**** Provided passage
Yesterday I introduced the story of Mary Turner's lynching. Today I am copying articles reporting on opinions about the lynching. Our first article comes to us from the Cayton's Weekly (Seattle, Washington) dated June 8, 1918:
DAMNABLE WHITE WHELPS
Some of the white subscribers of Cayton's Weekly living in Seattle felt that its criticism of the cowardly whelps of the South, who lynch colored women, was too severe and became so incensed at what it said that they ordered their papers discontinued, but if they thought what we said was too severe, listen to what papers published by white men and in the South at that, have to say on the subject:
"The (Augusta, Ga.) Chronicle need waste no words in expressing its horror of the detestable and cowardly attack committed by a party of Lowndes County outlaws, who, on Sunday afternoon last, took from her home a woman—whose husband had been lynched the night before—hanged her to a tree and riddled her body with bullets, because, forsooth, she had made unwise remarks about the unlawful killing of her husband.
********
**** Available data
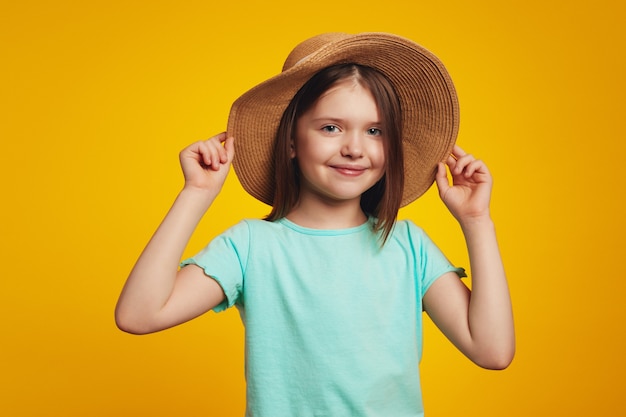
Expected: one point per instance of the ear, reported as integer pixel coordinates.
(292, 149)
********
▸ Objectives:
1. List the actions that the passage on Mary Turner's lynching says the Lowndes County party carried out against the woman.
2. According to the passage on Mary Turner's lynching, why did some white subscribers in Seattle order their copies of Cayton's Weekly discontinued?

▸ Full solutions:
1.
- Took her from her home
- Hanged her to a tree
- Riddled her body with bullets

2. They felt that the paper's criticism of the men of the South who lynch colored women was too severe. They became so incensed at what it said that they stopped their subscriptions.